*Aufgabe 1:*
Beantworte anhand des Textes zur Haftung „bei dem Betrieb“ nach § 7 Abs. 1 StVG diese drei Fragen:
(a) Wie wird der Begriff „bei dem Betrieb“ entsprechend dem Schutzzweck des § 7 Abs. 1 StVG herkömmlich ausgelegt?
(b) Von welchem Datum stammt der Senatsbeschluss zu den Chemieschutzanzügen?
(c) Von wem forderte der Landkreis die Erstattung der Kosten für neue Chemieschutzanzüge?
*Aufgabe 2:*
Führe den Text zur Haftung „bei dem Betrieb“ nach § 7 Abs. 1 StVG ab dem Punkt weiter, an dem er endet.

[Ohne Titel]
5. Haftung "bei dem Betrieb" (§ 7 Abs. 1 StVG)
Das unverändert fortgeltende Haftungsmerkmal "bei dem Betrieb" i.S.d. § 7 Abs. 1 StVG war ebenfalls Gegenstand neuerer Senatsentscheidungen:
Entsprechend dem Schutzzweck des § 7 Abs. 1 StVG wird dieser Begriff herkömmlich weit ausgelegt. Die Haftung umfasst alle durch den Kraftfahrzeugverkehr beeinflussten Schadensabläufe und es genügt, dass sich eine von dem Kraftfahrzeug ausgehende Gefahr ausgewirkt hat und das Schadensgeschehen in dieser Weise durch das Kraftfahrzeug mitgeprägt worden ist. Insoweit ist eine am Schutzzweck der Haftungsnorm orientierte wertende Betrachtung angezeigt.
Die aktuelle Senats-Rspr. hat der Kette von Entscheidungen zum Haftungsmerkmal "bei dem Betrieb" weitere Glieder angefügt:
a) Senatsbeschluss vom 20.10.2009 ("Chemieschutzanzüge – CSA")
So etwa mit dem Senatsbeschluss vom 20. Oktober 2009 dem Folgendes zugrunde lag:
Dem Armaturenbrett der Zugmaschine eines Sattelzuges entströmte während der Fahrt Brandgeruch. Der Fahrer hielt den Sattelzug, der Fässer mit Gefahrgut geladen hatte, an. Kurze Zeit später stand zunächst das Fahrerhaus, dann der Anhänger in Flammen. Die Feuerwehr des klagenden Landkreises bekämpfte den Brand und setzte dabei sog. Chemieschutzanzüge (CSA) ein. Die Anzüge wurden von den brennenden Chemikalien irreparabel beschädigt. Der Landkreis forderte von dem Halter und von dem Kfz-Haftpflichtversicherer des Lastzuges Erstattung der Kosten für neue Chemieschutzanzüge. Er machte Gefährdungshaftung gem. § 7 Abs. 1 StVG geltend.

*Zeilenauszüge:*

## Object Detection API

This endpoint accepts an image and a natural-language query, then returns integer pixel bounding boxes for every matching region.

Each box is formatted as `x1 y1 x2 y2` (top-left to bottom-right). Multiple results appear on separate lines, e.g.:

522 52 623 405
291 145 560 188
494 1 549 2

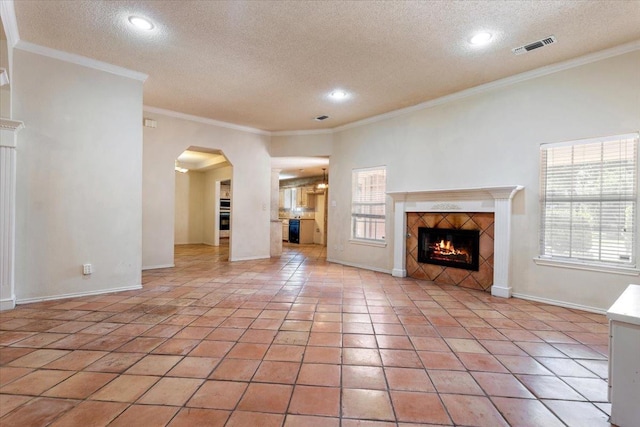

*Erwartete Ausgabe 1:*
(a) Weit.
(b) Vom 20. Oktober 2009.
(c) Von dem Halter und von dem Kfz-Haftpflichtversicherer des Lastzuges.

*Erwartete Ausgabe 2:*
Wie ausgeführt kommt es für die am umfassenden Schutzzweck des § 7 Abs. 1 StVG auszurichtende Zurechnung eines Ereignisses zur Betriebsgefahr darauf an, dass ein naher örtlicher und zeitlicher Kausalzusammenhang mit einem bestimmten Betriebsvorgang oder einer bestimmten Betriebseinrichtung des Kraftfahrzeugs besteht und die Fahrweise oder der Betrieb des Fahrzeugs zu dem Entstehen des Unfalls beigetragen hat. Zudem muss es sich bei dem Schaden, für den Ersatz verlangt wird, um eine Auswirkung derjenigen Gefahren handeln, hinsichtlich derer der Verkehr nach dem Sinn der Haftungsvorschrift des § 7 Abs. 1 StVG schadlos gehalten werden soll, d.h. die Schadensfolge muss in den Bereich der Gefahren fallen, um deretwillen die Rechtsnorm erlassen worden ist.
Nach diesen Grundsätzen konnte das Berufungsgericht den entstandenen Schaden dem Betrieb des in Brand geratenen Sattelzuges zuordnen. Der ersichtlich unter dem Armaturenbrett der Zugmaschine entstandene Brand, der auf das Fahrerhaus und die Ladung auf dem Anhänger übergriff, war auf das engste mit der Fahrt des Lkw verknüpft. Dessen Betriebsgefahr war maßgeblich davon mitgeprägt, dass er Chemikalien transportierte. Die irreparable Kontaminierung der von der Feuerwehr bei der Brandbekämpfung eingesetzten Chemieschutzanzüge konnte deshalb ohne weiteres dem Betrieb des Fahrzeugs zugerechnet werden. Die spezifische Gefahr des Gefahrguttransports wirkte sich gerade in der zur Gebrauchsunfähigkeit führenden Beschädigung der Chemieschutzanzüge aus.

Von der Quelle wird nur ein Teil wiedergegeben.